#### Exercise instructions
Reproduce the passage of the article on TNO's TrustLLM work from "Advancing Factual Reasoning" to "factualness of an LLM.", word for word.

Mike Wilmer, Roos Bakker and Caspar Meijer at TNO
In the first year of the TrustLLM project, our partner TNO has played an important role in establishing the groundwork for developing trustworthy large language models (LLMs). From sourcing Dutch-language datasets to conducting experiments in factual reasoning, their contributions have laid a strong foundation for the project’s success. This article takes you behind the scenes of TNO’s achievements so far and outlines what lies ahead as we have entered the second year.
Data Sourcing: Building the Foundation
The journey began with an essential step – data. “In the first year, we primarily focused on existing datasets in the Dutch language,” explained Mike Wilmer, Scientist Innovator at TNO, involved in work package 2. “We are currently working with research datasets that have lower requirements. Meanwhile, GPT-NL is working on a higher quality Dutch dataset that meet even stricter requirements. With the first dataset, we can train and learn how to optimize a model. Hopefully, we can eventually proceed with the second dataset” he continued.
Advancing Factual Reasoning
Within the TrustLLM consortium, various work packages focus on different aspects, including factualness, multilinguality, trustworthiness, evaluation, and benchmarking. TNO is mostly involved in the factualness of an LLM.
“In 2024, we explored how well LLMs can recognize facts and their relationships from text,” explained Roos Bakker, AI Research Scientist at TNO. ” We conducted three experiments: testing different prompting methods for extracting knowledge graphs, applying similar methods to ontologies, and evaluating LLMs’ reasoning abilities on a dedicated dataset.”

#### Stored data
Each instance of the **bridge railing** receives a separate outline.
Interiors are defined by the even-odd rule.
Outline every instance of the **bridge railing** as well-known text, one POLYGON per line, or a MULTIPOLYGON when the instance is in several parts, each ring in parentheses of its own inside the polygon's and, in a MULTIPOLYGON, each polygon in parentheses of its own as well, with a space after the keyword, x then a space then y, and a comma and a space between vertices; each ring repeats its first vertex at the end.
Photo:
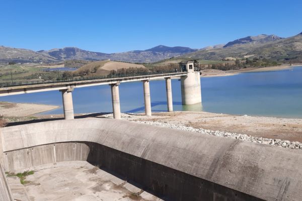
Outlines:
POLYGON ((107 76, 86 76, 86 77, 74 77, 71 78, 58 78, 56 79, 49 79, 49 80, 30 80, 30 81, 24 81, 19 82, 7 82, 0 83, 0 88, 8 87, 10 86, 24 86, 28 85, 34 85, 39 84, 47 84, 47 83, 61 83, 61 82, 66 82, 73 81, 84 81, 84 80, 93 80, 96 79, 108 79, 108 78, 122 78, 124 77, 130 77, 135 76, 143 76, 143 75, 153 75, 160 74, 165 73, 177 73, 177 72, 171 71, 161 71, 157 72, 133 72, 131 73, 126 74, 116 74, 108 75, 107 76))

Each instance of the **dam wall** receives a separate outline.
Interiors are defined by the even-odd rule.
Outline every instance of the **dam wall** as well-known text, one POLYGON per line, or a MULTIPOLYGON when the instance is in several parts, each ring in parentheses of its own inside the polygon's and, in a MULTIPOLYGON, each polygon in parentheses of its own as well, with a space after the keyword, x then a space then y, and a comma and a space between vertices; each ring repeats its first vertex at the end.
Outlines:
POLYGON ((123 120, 1 129, 4 168, 87 160, 176 200, 299 200, 299 150, 123 120))
POLYGON ((2 165, 3 163, 4 153, 2 148, 1 133, 0 132, 0 200, 14 201, 5 172, 2 165))

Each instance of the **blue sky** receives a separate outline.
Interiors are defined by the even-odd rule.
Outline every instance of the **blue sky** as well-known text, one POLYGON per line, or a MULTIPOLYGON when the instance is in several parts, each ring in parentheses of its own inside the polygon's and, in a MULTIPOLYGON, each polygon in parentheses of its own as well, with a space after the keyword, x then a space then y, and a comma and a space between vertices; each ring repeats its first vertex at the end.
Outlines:
POLYGON ((105 53, 302 32, 302 1, 0 0, 0 45, 105 53))

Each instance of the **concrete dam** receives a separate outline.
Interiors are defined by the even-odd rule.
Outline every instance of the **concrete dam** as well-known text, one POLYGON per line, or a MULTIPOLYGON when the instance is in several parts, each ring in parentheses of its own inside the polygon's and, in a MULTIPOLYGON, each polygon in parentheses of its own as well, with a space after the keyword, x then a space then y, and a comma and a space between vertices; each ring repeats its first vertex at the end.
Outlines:
MULTIPOLYGON (((85 161, 167 200, 300 200, 298 150, 124 120, 59 120, 1 128, 5 172, 85 161)), ((55 184, 54 184, 55 185, 55 184)))

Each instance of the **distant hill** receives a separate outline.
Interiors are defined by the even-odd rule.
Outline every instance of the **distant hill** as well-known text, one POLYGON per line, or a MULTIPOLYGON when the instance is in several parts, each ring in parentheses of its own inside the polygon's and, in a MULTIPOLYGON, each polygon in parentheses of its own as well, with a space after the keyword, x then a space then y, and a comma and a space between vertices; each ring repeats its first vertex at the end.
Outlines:
POLYGON ((34 52, 30 50, 0 47, 0 62, 49 63, 68 60, 102 60, 110 59, 132 63, 150 63, 197 51, 185 47, 160 45, 145 50, 107 54, 65 47, 34 52))
POLYGON ((121 68, 143 68, 145 66, 141 64, 131 63, 125 63, 109 60, 95 61, 84 65, 74 72, 74 74, 81 74, 82 72, 86 72, 94 76, 107 75, 112 70, 117 70, 121 68))
POLYGON ((263 57, 282 62, 301 62, 302 34, 286 38, 265 35, 248 37, 229 42, 222 48, 201 49, 181 57, 210 60, 263 57))
MULTIPOLYGON (((274 35, 248 36, 226 44, 208 46, 199 50, 185 47, 159 45, 145 50, 104 53, 65 47, 35 52, 24 49, 0 46, 0 63, 54 63, 68 60, 98 61, 110 59, 132 63, 153 63, 172 57, 218 61, 263 57, 281 62, 302 62, 302 33, 282 38, 274 35)), ((79 63, 79 62, 78 62, 79 63)), ((81 66, 72 63, 72 66, 81 66)))
POLYGON ((261 34, 256 36, 248 36, 245 38, 235 40, 234 41, 229 42, 223 47, 228 47, 235 45, 240 45, 243 44, 263 44, 270 41, 274 41, 281 39, 279 36, 271 35, 268 36, 265 34, 261 34))

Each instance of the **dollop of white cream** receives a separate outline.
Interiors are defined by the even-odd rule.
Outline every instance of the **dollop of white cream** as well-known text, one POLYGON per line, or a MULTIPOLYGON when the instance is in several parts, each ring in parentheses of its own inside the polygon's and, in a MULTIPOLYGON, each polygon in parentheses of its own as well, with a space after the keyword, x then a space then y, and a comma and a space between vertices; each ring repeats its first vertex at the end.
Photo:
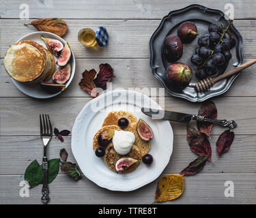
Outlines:
POLYGON ((135 142, 135 136, 129 131, 115 130, 112 138, 113 145, 115 152, 120 155, 127 155, 135 142))

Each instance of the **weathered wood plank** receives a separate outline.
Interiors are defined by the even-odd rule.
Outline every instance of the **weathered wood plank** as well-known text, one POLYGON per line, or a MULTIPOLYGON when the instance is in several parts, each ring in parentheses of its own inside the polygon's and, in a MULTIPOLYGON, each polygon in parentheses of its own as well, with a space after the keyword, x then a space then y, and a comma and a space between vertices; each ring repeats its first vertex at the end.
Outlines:
MULTIPOLYGON (((27 22, 27 21, 26 21, 27 22)), ((23 35, 33 32, 33 27, 25 27, 22 20, 0 20, 0 57, 4 57, 8 46, 23 35), (15 31, 14 31, 15 30, 15 31)), ((149 42, 152 34, 159 25, 156 20, 69 20, 69 31, 63 38, 69 42, 76 58, 149 58, 149 42), (87 49, 79 44, 77 34, 80 29, 89 27, 96 30, 104 26, 109 34, 108 45, 104 48, 87 49)), ((244 37, 244 57, 256 57, 256 20, 235 20, 235 27, 244 37)))
MULTIPOLYGON (((236 136, 229 152, 220 158, 216 153, 217 139, 218 136, 212 136, 210 139, 213 164, 208 162, 201 173, 256 172, 256 136, 236 136)), ((58 158, 59 150, 65 148, 68 153, 68 161, 75 162, 71 151, 70 140, 71 137, 65 137, 64 142, 61 143, 57 138, 53 138, 48 146, 48 159, 58 158)), ((0 151, 0 174, 2 175, 23 174, 33 159, 36 159, 39 163, 42 161, 42 144, 38 136, 1 137, 0 151)), ((190 151, 186 137, 175 136, 173 152, 164 173, 178 174, 197 157, 190 151)), ((59 171, 59 173, 61 174, 61 172, 59 171)))
MULTIPOLYGON (((162 204, 255 204, 255 174, 199 174, 185 177, 184 191, 178 199, 162 204), (234 184, 234 197, 227 198, 225 183, 234 184)), ((19 184, 23 176, 0 176, 0 204, 42 204, 38 185, 29 190, 29 198, 21 198, 19 184)), ((134 191, 111 191, 100 188, 83 176, 78 182, 58 175, 49 185, 49 204, 151 204, 154 201, 158 179, 134 191)))
MULTIPOLYGON (((250 59, 246 59, 249 61, 250 59)), ((3 59, 0 59, 0 97, 26 97, 16 88, 10 77, 7 74, 2 65, 3 59)), ((89 97, 89 94, 82 91, 79 83, 81 79, 81 74, 86 69, 94 68, 98 70, 101 63, 109 63, 115 70, 115 78, 112 81, 113 89, 122 88, 125 89, 141 89, 147 87, 158 89, 161 87, 160 82, 152 74, 148 59, 76 59, 76 72, 73 81, 70 87, 58 97, 89 97)), ((244 69, 239 77, 233 82, 229 91, 221 97, 256 97, 256 65, 244 69)), ((145 93, 147 94, 147 93, 145 93)), ((158 89, 156 95, 159 96, 158 89)), ((166 97, 170 97, 165 93, 166 97)))
MULTIPOLYGON (((32 98, 4 98, 1 99, 1 136, 38 136, 38 114, 49 114, 53 125, 59 129, 71 129, 74 120, 90 98, 55 98, 38 100, 32 98)), ((158 100, 158 99, 157 99, 158 100)), ((163 102, 160 99, 160 102, 163 102)), ((197 114, 200 104, 177 98, 165 98, 166 110, 197 114)), ((220 119, 234 119, 238 127, 236 134, 255 134, 256 101, 255 98, 214 99, 220 119)), ((162 105, 164 106, 163 105, 162 105)), ((182 123, 172 123, 175 135, 186 135, 182 123)), ((213 134, 219 135, 224 129, 214 126, 213 134)))
MULTIPOLYGON (((18 18, 23 8, 20 9, 20 1, 1 1, 0 18, 18 18)), ((207 1, 200 0, 184 1, 144 1, 144 0, 111 0, 111 1, 26 1, 29 7, 29 17, 48 17, 62 18, 96 18, 96 19, 160 19, 170 11, 182 8, 190 4, 203 4, 223 12, 226 3, 232 3, 236 18, 255 18, 253 8, 255 8, 253 0, 224 0, 207 1)))

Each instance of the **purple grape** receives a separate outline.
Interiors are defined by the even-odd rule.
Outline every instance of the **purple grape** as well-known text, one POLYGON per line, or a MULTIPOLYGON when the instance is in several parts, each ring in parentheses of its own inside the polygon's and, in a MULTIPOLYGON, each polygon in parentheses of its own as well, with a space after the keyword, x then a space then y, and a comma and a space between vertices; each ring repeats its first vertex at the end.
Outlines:
POLYGON ((209 41, 210 44, 217 43, 221 39, 221 35, 216 32, 210 32, 209 41))
POLYGON ((221 44, 217 44, 214 48, 214 53, 221 53, 223 52, 223 46, 221 44))
POLYGON ((205 64, 205 68, 208 75, 215 74, 217 71, 216 63, 212 59, 209 59, 205 64))
POLYGON ((235 38, 231 37, 229 39, 229 44, 230 44, 230 49, 232 49, 233 47, 235 47, 235 46, 236 44, 236 41, 235 38))
POLYGON ((224 42, 222 44, 223 50, 230 50, 231 44, 229 39, 223 39, 224 42))
POLYGON ((203 46, 200 48, 198 54, 205 60, 211 54, 211 50, 209 48, 203 46))
POLYGON ((232 58, 232 54, 229 50, 225 50, 223 54, 227 61, 229 61, 232 58))
POLYGON ((217 25, 215 25, 214 23, 212 23, 208 27, 208 31, 210 32, 221 32, 221 28, 218 26, 217 25))
POLYGON ((145 164, 150 164, 153 162, 153 157, 152 155, 147 154, 142 157, 142 161, 145 164))
POLYGON ((191 62, 197 67, 200 66, 203 63, 203 59, 198 54, 193 54, 191 57, 191 62))
POLYGON ((201 36, 198 39, 198 44, 200 46, 209 46, 210 45, 210 41, 209 41, 209 37, 205 36, 201 36))
POLYGON ((125 127, 128 127, 128 125, 129 124, 129 121, 126 118, 122 117, 122 118, 120 118, 118 120, 117 124, 119 126, 119 127, 125 128, 125 127))
POLYGON ((105 155, 105 150, 102 148, 97 148, 95 150, 95 154, 98 157, 102 157, 105 155))

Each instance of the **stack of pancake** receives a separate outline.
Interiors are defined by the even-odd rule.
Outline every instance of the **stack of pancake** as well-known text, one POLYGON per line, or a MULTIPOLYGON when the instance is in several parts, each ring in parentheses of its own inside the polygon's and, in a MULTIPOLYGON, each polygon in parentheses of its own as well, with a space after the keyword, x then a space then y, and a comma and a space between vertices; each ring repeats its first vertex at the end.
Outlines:
MULTIPOLYGON (((103 122, 102 128, 100 128, 94 137, 93 149, 95 151, 99 145, 97 142, 98 136, 104 129, 111 129, 117 131, 124 130, 132 132, 135 136, 135 142, 132 146, 132 149, 128 154, 125 155, 128 157, 131 157, 138 160, 139 161, 134 163, 130 168, 125 170, 122 173, 127 173, 132 172, 136 170, 140 164, 141 157, 148 153, 151 146, 151 140, 145 141, 142 140, 138 135, 137 131, 137 125, 138 123, 137 119, 132 114, 123 110, 111 112, 105 118, 103 122), (117 124, 118 120, 120 118, 125 117, 129 121, 129 125, 124 129, 121 129, 117 124)), ((115 172, 115 165, 119 159, 122 156, 117 154, 112 142, 109 143, 105 149, 105 155, 104 156, 104 162, 106 166, 113 171, 115 172)))
POLYGON ((51 52, 31 40, 23 40, 11 46, 4 59, 8 74, 15 80, 29 84, 48 80, 55 63, 51 52))

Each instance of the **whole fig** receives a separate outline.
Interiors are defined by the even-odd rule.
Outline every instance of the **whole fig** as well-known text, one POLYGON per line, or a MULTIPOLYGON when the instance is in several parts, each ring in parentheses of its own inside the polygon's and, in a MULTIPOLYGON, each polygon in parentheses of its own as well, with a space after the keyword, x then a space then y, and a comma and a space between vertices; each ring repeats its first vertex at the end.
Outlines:
POLYGON ((162 52, 169 61, 179 60, 183 55, 183 44, 180 37, 174 35, 166 37, 162 44, 162 52))
POLYGON ((167 76, 174 89, 182 90, 188 86, 192 79, 192 69, 182 63, 170 64, 167 68, 167 76))

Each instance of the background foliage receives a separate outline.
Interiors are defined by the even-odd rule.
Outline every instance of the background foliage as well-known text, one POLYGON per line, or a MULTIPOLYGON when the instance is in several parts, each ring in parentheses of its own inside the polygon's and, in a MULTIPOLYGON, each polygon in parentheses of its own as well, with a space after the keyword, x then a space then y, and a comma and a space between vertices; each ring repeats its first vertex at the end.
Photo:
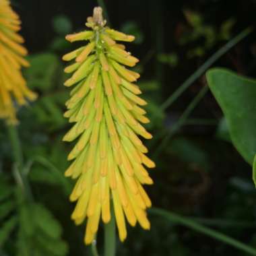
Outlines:
MULTIPOLYGON (((75 226, 69 217, 72 184, 63 176, 71 145, 61 141, 69 125, 63 117, 69 92, 63 86, 61 56, 72 49, 65 35, 84 28, 98 3, 11 2, 21 15, 22 34, 30 53, 31 67, 24 74, 40 97, 19 111, 30 191, 20 182, 5 124, 0 123, 0 255, 88 255, 91 251, 83 243, 84 228, 75 226)), ((147 191, 155 207, 183 216, 165 218, 157 209, 150 211, 150 231, 129 228, 127 241, 118 242, 117 255, 256 255, 245 248, 247 253, 238 251, 226 237, 213 239, 218 236, 212 232, 256 246, 256 191, 252 168, 241 156, 253 164, 255 34, 247 33, 243 41, 225 48, 212 63, 232 72, 212 69, 207 77, 207 69, 196 73, 220 48, 253 26, 256 1, 106 0, 104 4, 111 25, 137 38, 127 47, 141 60, 136 67, 141 74, 138 84, 149 102, 148 128, 154 135, 147 146, 157 165, 151 172, 155 184, 147 191), (178 99, 176 90, 189 77, 186 92, 178 99), (171 106, 166 101, 170 96, 171 106), (210 228, 210 233, 195 223, 210 228)), ((102 234, 100 229, 100 254, 102 234)))

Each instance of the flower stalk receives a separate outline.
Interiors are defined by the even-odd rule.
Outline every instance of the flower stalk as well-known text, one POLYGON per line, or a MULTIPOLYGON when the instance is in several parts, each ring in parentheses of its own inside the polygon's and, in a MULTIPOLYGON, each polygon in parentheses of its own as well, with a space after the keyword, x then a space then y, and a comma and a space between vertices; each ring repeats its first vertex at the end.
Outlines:
MULTIPOLYGON (((151 201, 142 185, 153 183, 145 166, 155 164, 139 138, 152 137, 141 125, 150 122, 142 108, 147 103, 134 84, 139 74, 127 67, 139 60, 119 42, 135 38, 106 24, 102 8, 95 7, 86 23, 90 30, 66 36, 71 42, 88 44, 63 57, 73 61, 65 69, 72 75, 64 85, 73 88, 64 116, 74 123, 63 140, 77 139, 68 156, 73 162, 65 176, 77 179, 70 196, 77 201, 71 218, 76 224, 87 220, 87 245, 95 239, 100 217, 111 243, 115 218, 121 241, 127 237, 126 220, 133 226, 139 222, 150 228, 146 210, 151 201)), ((109 251, 113 254, 115 249, 109 251)))

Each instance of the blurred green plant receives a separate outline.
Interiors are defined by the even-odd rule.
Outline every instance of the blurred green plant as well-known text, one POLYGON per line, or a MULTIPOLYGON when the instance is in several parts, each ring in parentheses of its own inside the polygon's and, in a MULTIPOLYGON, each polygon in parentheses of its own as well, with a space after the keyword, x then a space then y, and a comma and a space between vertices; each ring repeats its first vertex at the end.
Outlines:
POLYGON ((197 43, 196 46, 188 50, 188 58, 201 57, 217 42, 230 39, 231 31, 235 24, 234 18, 225 20, 218 28, 213 25, 205 24, 203 15, 199 13, 185 9, 184 14, 191 28, 185 30, 179 43, 185 45, 203 39, 202 44, 197 43))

#### Expected answer
Advancing Factual Reasoning
Within the TrustLLM consortium, various work packages focus on different aspects, including factualness, multilinguality, trustworthiness, evaluation, and benchmarking. TNO is mostly involved in the factualness of an LLM.